▶ WORK TO COMPLETE:
Using the records below, output the stretch that opens with the line containing "of the grey" and closes with the line containing "covered mountain, one", exactly and including both lines, with nothing more.

Region pointing data
::::
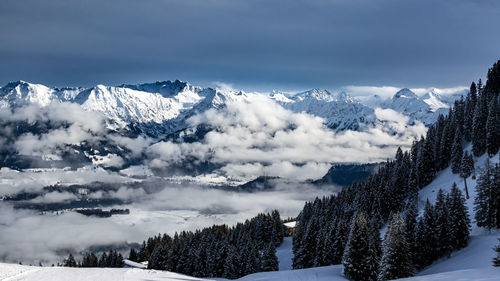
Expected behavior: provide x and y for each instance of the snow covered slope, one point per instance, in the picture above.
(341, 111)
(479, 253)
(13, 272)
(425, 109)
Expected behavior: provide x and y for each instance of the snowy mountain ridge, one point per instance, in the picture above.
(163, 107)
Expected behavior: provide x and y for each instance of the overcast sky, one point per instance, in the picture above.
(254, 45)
::::
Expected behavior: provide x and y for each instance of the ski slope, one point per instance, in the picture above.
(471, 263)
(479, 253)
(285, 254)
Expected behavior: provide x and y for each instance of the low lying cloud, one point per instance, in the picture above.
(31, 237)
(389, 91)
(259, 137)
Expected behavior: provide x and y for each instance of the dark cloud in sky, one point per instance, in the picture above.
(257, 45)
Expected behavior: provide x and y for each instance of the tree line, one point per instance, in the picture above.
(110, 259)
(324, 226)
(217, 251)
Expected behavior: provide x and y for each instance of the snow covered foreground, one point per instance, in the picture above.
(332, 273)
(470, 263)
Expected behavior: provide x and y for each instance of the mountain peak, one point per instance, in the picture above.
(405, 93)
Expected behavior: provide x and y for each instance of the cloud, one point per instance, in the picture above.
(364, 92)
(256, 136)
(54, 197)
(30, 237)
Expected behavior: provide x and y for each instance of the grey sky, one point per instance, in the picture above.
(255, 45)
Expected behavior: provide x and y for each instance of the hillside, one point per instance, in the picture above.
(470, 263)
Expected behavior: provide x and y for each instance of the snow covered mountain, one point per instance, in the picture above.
::::
▶ ANSWER FOR THIS EXERCISE:
Expected behavior: provide x and y for each instance of the grey sky, one point per instance, in the picture above.
(255, 45)
Expected behavior: provide x and y for each instance of the hillside, one point per instance, in the picture above.
(470, 263)
Expected behavior: provide x and y for each instance of the snow covered mountain, one point per instance, in the picture above.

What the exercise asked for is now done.